Problem requirements ->
Can you write out all the items below again, swapping every "place a point on" for "put a dot on" and leaving everything else unchanged?

::: Supplied data

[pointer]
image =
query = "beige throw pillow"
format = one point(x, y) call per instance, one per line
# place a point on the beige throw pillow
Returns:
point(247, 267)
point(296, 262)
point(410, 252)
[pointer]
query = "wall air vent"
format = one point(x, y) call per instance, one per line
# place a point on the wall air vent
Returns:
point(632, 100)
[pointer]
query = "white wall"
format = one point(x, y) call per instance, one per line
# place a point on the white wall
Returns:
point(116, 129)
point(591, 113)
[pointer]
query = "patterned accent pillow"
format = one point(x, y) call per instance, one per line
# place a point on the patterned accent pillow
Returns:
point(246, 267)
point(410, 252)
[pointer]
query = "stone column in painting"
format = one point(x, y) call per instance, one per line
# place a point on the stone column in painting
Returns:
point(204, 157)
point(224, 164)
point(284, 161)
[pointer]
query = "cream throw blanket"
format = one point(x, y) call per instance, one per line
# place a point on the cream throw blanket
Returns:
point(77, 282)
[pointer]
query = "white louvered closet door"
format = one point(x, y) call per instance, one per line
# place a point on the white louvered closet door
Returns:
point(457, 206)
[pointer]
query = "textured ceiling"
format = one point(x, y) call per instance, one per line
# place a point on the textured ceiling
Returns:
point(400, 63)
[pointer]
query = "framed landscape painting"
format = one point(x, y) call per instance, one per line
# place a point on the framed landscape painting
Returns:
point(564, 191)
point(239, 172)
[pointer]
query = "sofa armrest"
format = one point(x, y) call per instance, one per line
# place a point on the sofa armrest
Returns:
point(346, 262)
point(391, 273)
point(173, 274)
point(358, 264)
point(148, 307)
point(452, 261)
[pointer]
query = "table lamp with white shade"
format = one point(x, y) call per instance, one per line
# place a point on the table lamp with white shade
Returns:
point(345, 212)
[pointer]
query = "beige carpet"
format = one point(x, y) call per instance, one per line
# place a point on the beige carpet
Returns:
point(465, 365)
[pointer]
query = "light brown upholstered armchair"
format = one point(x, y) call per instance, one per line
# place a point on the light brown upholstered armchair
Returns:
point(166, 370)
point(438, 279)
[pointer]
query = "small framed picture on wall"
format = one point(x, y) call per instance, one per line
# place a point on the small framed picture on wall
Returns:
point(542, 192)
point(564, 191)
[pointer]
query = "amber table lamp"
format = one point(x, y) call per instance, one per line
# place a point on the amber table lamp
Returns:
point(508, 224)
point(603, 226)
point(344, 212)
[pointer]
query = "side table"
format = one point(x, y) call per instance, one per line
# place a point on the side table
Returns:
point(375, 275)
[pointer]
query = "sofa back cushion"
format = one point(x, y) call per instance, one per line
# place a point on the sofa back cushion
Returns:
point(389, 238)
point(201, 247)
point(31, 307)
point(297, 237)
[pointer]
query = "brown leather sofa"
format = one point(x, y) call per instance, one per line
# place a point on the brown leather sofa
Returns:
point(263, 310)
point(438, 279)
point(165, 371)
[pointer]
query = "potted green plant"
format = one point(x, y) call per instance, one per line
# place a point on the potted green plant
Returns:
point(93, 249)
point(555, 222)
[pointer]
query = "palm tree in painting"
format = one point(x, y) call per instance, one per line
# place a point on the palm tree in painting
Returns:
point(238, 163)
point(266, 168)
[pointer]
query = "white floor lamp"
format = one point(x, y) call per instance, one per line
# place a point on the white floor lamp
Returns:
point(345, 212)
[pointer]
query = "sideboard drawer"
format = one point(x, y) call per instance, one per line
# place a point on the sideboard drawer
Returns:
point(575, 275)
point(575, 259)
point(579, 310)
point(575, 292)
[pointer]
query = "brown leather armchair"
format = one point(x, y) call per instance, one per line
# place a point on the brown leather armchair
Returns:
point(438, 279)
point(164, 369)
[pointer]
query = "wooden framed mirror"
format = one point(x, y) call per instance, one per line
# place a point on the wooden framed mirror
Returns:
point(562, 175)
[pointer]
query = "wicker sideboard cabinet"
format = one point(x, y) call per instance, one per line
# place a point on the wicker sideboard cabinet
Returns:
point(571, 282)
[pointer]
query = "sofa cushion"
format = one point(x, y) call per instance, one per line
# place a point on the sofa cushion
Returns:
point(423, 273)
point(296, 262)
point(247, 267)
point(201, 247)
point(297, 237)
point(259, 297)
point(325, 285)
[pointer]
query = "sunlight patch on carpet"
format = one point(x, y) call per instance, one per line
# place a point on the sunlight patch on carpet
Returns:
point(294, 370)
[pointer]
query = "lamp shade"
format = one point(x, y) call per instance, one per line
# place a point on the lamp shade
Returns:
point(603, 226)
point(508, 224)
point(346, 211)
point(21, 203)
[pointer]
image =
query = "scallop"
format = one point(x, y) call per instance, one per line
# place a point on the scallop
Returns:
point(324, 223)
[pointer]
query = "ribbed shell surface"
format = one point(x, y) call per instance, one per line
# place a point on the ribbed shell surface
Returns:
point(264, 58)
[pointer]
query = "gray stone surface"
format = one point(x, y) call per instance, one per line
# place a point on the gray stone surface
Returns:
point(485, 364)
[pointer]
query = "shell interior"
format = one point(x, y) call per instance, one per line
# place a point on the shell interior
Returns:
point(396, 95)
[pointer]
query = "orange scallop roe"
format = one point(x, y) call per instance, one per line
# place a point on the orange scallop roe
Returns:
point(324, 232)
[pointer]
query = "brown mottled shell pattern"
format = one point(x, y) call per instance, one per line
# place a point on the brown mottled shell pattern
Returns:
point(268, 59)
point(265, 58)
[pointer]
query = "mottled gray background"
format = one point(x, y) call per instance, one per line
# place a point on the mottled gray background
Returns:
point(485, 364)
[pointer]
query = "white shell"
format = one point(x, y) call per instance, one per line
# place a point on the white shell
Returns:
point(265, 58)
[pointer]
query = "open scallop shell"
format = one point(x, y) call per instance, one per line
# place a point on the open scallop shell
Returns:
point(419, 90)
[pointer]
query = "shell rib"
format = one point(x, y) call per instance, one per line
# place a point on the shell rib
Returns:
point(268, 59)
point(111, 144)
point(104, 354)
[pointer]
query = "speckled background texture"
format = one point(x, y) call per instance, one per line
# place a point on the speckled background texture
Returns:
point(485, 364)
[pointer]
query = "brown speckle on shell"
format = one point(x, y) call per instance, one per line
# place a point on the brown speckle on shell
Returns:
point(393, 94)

::::::

Correct answer ->
[pointer]
image =
query = "beige throw pillow"
format = one point(x, y) call per instance, one per line
# put a dot on the beige throw pillow
Returns:
point(247, 267)
point(296, 262)
point(410, 252)
[pointer]
query = "wall air vent"
format = one point(x, y) call per instance, one per line
# put a dot on the wall air vent
Returns:
point(632, 100)
[pointer]
query = "white wall"
format = one point(x, y) call per instance, one per line
# put a dot on the white wall
Returns:
point(116, 129)
point(591, 113)
[pointer]
query = "patterned accent pillow"
format = one point(x, y) call per instance, one per line
# put a dot on the patterned accent pillow
Returns:
point(246, 267)
point(410, 252)
[pointer]
query = "stone column in painting"
format = one point(x, y) call per instance, one per line
# put a dot on the stone column in painting
Returns:
point(204, 157)
point(224, 164)
point(284, 161)
[pointer]
query = "cream throw blanket"
format = one point(x, y) call per instance, one per line
# put a dot on the cream throw blanket
Returns:
point(77, 282)
[pointer]
query = "white louvered closet door"
format = one point(x, y) call per instance, one per line
# put a dot on the white louvered closet door
Returns:
point(457, 206)
[pointer]
query = "textured ceiling"
format = one point(x, y) call per instance, one per line
# put a dot on the textured ceiling
Returns:
point(400, 63)
[pointer]
query = "framed landscape painting"
format = one point(x, y) call per instance, one per line
# put a dot on the framed landscape painting
Returns:
point(564, 191)
point(239, 172)
[pointer]
query = "sofa armrest"
format = one point(x, y) call per instance, one per line
# put a dot on the sofa armrest
Returns:
point(346, 262)
point(391, 273)
point(173, 274)
point(358, 264)
point(148, 307)
point(452, 261)
[pointer]
query = "table lamp with white shade"
format = one point(x, y) call per instance, one per line
# put a dot on the table lamp with white shade
Returns:
point(345, 212)
[pointer]
query = "beige carpet"
format = one point(x, y) call per instance, one per line
# put a dot on the beige carpet
Returns:
point(465, 365)
[pointer]
query = "light brown upholstered armchair"
format = one point(x, y) call per instance, one per line
# put a dot on the light brown upholstered armchair
Returns:
point(166, 370)
point(438, 279)
[pointer]
query = "small framed picture on wall"
format = one point(x, y) call per instance, one per line
# put a dot on the small framed picture on wall
Returns:
point(542, 192)
point(564, 191)
[pointer]
query = "amber table lamp"
format = one point(x, y) call per instance, one per line
# put a dot on the amber table lamp
Returns:
point(508, 224)
point(603, 226)
point(344, 212)
[pointer]
query = "side table"
format = one point(x, y) call per instance, one per line
# put a dot on the side table
Returns:
point(375, 275)
[pointer]
query = "sofa back cushion"
format = one point(x, y) call per instance, one per line
# put a dot on the sofa back cushion
Returns:
point(389, 238)
point(201, 247)
point(31, 307)
point(297, 237)
[pointer]
query = "brown leather sofa"
format = one point(x, y) call per instance, one per line
# put a dot on the brown leather sofa
Returns:
point(263, 310)
point(438, 279)
point(165, 371)
[pointer]
query = "potted green plant"
format = one point(x, y) call per instance, one per line
# put a dot on the potted green plant
Returns:
point(93, 249)
point(555, 222)
[pointer]
query = "palm tree in painting"
format = one point(x, y) call per instance, one per line
# put a dot on the palm tree in painting
Returns:
point(238, 163)
point(266, 168)
[pointer]
query = "white floor lamp"
format = one point(x, y) call per instance, one per line
# put a dot on the white floor lamp
Returns:
point(345, 212)
[pointer]
query = "sideboard drawer"
format = one point(x, y) call per instance, one per line
# put a dot on the sideboard drawer
Returns:
point(575, 275)
point(575, 259)
point(579, 310)
point(575, 292)
[pointer]
query = "brown leather armchair"
format = one point(x, y) call per instance, one per line
# put a dot on the brown leather armchair
Returns:
point(438, 279)
point(164, 369)
[pointer]
query = "wooden framed mirror"
format = one point(x, y) call per instance, one per line
# put a dot on the wooden framed mirror
Returns:
point(562, 175)
[pointer]
query = "wicker sideboard cabinet"
format = one point(x, y) call per instance, one per line
# put a dot on the wicker sideboard cabinet
Returns:
point(571, 282)
[pointer]
query = "sofa cushion"
format = one point(x, y) call per instance, one per line
# put a dot on the sofa cushion
Returns:
point(423, 273)
point(296, 262)
point(247, 267)
point(201, 247)
point(297, 237)
point(259, 297)
point(325, 285)
[pointer]
query = "sunlight patch on carpet"
format = one point(x, y) call per instance, one per line
# put a dot on the sunlight patch on carpet
Returns:
point(294, 370)
[pointer]
query = "lamp shade"
format = one point(x, y) call per instance, one per line
# put a dot on the lamp shade
Returns:
point(603, 226)
point(508, 224)
point(346, 211)
point(21, 203)
[pointer]
image =
query = "scallop"
format = one point(x, y) call per instance, one per line
# put a dot on the scallop
Returns:
point(324, 223)
[pointer]
query = "ribbed shell surface"
format = one point(x, y) call per instance, one per line
# put a dot on the ribbed shell surface
Returns:
point(264, 58)
[pointer]
query = "gray stone surface"
format = one point(x, y) call per instance, one per line
# put a dot on the gray stone surface
Returns:
point(485, 364)
[pointer]
query = "shell interior"
format = one point(x, y) call per instance, one per line
# put a dot on the shell interior
Returns:
point(396, 95)
[pointer]
query = "orange scallop roe"
format = one point(x, y) call per instance, one per line
# put a dot on the orange scallop roe
Returns:
point(324, 232)
[pointer]
query = "brown mottled shell pattern"
format = one point(x, y) call per instance, one per line
# put a dot on the brown mottled shell pattern
Returns:
point(268, 59)
point(265, 58)
[pointer]
query = "mottled gray background"
format = one point(x, y) call per instance, one per line
# put a dot on the mottled gray background
Returns:
point(485, 364)
[pointer]
query = "white shell"
format = one point(x, y) call per instance, one per line
# put a dot on the white shell
Returns:
point(265, 58)
[pointer]
query = "open scallop shell"
format = one point(x, y) call per instance, one per line
# put a dot on the open scallop shell
Returns:
point(419, 90)
[pointer]
query = "shell rib"
format = one point(x, y) call per instance, one per line
# put a dot on the shell rib
Returns:
point(268, 59)
point(111, 144)
point(104, 354)
[pointer]
query = "speckled background texture"
format = one point(x, y) call per instance, one per line
# put a dot on the speckled background texture
Returns:
point(485, 364)
[pointer]
query = "brown speckle on shell"
format = one point(x, y) call per instance, one per line
# put a dot on the brown speckle on shell
Returns:
point(393, 94)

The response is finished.